— Document segment —
=== Section Start ===

AUTHOR=Phan Nam Nhut , Hsu Chih-Yi , Huang Chi-Cheng , Tseng Ling-Ming , Chuang Eric Y. TITLE=Prediction of Breast Cancer Recurrence Using a Deep Convolutional Neural Network Without Region-of-Interest Labeling JOURNAL=Frontiers in Oncology VOLUME=11 YEAR=2021 URL=https://www.frontiersin.org/journals/oncology/articles/10.3389/fonc.2021.734015 DOI=10.3389/fonc.2021.734015 ISSN=2234-943X ABSTRACT=Purpose

The present study aimed to assign a risk score for breast cancer recurrence based on pathological whole slide images (WSIs) using a deep learning model.

=== Section End ===

— What the task requires —
Shorten the paragraph beginning "The present study aimed" in the breast cancer recurrence record, keeping its main facts.

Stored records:
=== Section Start ===

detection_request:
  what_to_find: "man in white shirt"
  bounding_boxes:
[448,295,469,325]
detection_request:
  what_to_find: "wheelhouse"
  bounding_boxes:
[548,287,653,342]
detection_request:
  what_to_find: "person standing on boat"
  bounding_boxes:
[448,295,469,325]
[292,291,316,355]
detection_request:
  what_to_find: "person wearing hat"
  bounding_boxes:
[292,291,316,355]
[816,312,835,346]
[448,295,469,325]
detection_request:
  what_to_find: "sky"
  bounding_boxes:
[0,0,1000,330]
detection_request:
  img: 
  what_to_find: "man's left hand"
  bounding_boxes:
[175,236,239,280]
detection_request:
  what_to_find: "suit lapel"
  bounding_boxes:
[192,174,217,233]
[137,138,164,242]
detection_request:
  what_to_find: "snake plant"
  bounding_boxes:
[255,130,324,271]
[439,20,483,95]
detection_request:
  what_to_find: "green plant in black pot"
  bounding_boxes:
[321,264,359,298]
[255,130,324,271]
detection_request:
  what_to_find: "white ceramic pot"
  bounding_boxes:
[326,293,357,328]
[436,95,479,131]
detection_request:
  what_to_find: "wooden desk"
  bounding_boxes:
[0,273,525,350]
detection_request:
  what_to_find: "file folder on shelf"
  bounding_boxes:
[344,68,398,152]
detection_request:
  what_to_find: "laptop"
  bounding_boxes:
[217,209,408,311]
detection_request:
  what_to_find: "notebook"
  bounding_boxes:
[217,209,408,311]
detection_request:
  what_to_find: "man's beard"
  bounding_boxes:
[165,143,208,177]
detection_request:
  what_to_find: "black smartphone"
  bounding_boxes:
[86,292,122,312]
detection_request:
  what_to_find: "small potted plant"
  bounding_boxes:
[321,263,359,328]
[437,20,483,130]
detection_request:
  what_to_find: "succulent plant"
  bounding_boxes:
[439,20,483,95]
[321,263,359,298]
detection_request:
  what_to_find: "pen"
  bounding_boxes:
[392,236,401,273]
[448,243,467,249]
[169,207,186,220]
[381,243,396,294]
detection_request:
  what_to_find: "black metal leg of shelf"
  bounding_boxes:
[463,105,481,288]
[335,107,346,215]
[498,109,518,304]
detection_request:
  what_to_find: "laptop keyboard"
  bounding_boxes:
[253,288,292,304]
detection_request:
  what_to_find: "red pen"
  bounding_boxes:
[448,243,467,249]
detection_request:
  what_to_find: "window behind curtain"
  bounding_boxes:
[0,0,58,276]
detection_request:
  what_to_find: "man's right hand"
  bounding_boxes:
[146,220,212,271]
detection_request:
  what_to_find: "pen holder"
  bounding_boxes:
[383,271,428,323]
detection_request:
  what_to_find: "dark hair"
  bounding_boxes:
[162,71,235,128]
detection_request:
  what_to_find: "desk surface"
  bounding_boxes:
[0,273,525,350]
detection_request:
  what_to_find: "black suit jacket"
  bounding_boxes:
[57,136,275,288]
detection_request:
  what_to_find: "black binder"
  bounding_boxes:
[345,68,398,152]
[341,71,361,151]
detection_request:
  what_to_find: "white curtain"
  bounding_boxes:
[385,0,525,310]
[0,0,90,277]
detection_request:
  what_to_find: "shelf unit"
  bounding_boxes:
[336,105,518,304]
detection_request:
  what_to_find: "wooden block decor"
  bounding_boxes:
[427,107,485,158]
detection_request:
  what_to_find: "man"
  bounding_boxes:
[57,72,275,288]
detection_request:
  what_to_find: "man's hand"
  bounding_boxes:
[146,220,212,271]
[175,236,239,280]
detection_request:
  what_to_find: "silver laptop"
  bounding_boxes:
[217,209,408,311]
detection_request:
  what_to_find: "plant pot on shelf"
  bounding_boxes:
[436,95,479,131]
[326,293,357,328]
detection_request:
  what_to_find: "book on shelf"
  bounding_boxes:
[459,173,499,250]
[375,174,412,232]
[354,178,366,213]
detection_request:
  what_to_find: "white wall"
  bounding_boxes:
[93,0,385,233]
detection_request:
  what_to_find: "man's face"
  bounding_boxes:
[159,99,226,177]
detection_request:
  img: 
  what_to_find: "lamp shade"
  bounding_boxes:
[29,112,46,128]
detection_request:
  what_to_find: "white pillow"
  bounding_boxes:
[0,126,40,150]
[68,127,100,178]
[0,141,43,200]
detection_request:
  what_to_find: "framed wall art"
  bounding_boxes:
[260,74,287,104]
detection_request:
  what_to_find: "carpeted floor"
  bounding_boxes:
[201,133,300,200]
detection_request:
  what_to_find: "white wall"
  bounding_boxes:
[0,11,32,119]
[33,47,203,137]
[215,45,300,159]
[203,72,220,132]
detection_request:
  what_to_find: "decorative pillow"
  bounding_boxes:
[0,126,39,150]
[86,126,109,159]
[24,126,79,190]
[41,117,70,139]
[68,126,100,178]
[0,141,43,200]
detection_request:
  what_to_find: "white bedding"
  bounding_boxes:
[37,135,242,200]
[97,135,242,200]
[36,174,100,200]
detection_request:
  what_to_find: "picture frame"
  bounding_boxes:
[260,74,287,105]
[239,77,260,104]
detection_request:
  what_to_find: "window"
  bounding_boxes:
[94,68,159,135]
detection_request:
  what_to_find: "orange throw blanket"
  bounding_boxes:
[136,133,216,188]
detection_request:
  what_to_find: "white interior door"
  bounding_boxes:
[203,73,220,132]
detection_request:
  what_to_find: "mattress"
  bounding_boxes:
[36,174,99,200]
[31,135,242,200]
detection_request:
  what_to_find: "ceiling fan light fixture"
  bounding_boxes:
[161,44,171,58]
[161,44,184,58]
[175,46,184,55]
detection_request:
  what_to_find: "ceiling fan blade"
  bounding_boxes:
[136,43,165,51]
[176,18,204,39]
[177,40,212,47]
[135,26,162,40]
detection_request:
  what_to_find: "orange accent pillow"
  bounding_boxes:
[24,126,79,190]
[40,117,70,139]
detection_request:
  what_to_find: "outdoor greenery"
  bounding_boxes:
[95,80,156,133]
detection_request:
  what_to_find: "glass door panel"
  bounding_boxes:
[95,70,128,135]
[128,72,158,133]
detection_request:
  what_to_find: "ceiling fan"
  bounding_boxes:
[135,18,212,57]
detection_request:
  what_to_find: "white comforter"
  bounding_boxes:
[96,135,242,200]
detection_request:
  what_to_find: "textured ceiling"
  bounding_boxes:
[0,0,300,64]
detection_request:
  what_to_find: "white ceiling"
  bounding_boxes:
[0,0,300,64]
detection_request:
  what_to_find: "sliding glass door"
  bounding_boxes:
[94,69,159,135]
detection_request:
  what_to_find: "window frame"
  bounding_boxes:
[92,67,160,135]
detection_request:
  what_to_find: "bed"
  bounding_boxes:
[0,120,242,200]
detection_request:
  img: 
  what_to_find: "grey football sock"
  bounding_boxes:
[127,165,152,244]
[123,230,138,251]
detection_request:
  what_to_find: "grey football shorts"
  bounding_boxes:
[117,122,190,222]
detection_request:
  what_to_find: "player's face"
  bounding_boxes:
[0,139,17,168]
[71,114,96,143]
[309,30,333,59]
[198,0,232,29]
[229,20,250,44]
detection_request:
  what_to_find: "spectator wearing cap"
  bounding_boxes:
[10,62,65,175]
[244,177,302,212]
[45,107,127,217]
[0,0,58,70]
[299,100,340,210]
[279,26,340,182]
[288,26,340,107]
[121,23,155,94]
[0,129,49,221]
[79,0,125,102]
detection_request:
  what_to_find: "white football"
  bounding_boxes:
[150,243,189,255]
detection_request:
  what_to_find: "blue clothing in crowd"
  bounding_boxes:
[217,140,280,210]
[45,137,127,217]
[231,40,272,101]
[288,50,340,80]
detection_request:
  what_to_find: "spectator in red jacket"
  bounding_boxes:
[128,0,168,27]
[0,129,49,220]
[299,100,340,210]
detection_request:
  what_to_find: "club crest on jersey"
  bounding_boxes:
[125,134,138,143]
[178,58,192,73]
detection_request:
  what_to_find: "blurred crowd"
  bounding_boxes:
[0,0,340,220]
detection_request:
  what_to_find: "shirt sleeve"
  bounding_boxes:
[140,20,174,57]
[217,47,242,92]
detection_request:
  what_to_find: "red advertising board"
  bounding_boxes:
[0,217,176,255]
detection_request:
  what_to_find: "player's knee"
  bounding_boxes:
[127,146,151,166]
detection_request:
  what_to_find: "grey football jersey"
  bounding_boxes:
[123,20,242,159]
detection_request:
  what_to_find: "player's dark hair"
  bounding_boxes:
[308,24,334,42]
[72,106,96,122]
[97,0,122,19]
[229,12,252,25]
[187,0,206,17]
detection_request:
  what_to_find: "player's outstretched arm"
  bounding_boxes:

=== Section End ===

— Exercise answer —
The study used a deep learning model to score breast cancer recurrence risk from pathological whole slide images (WSIs).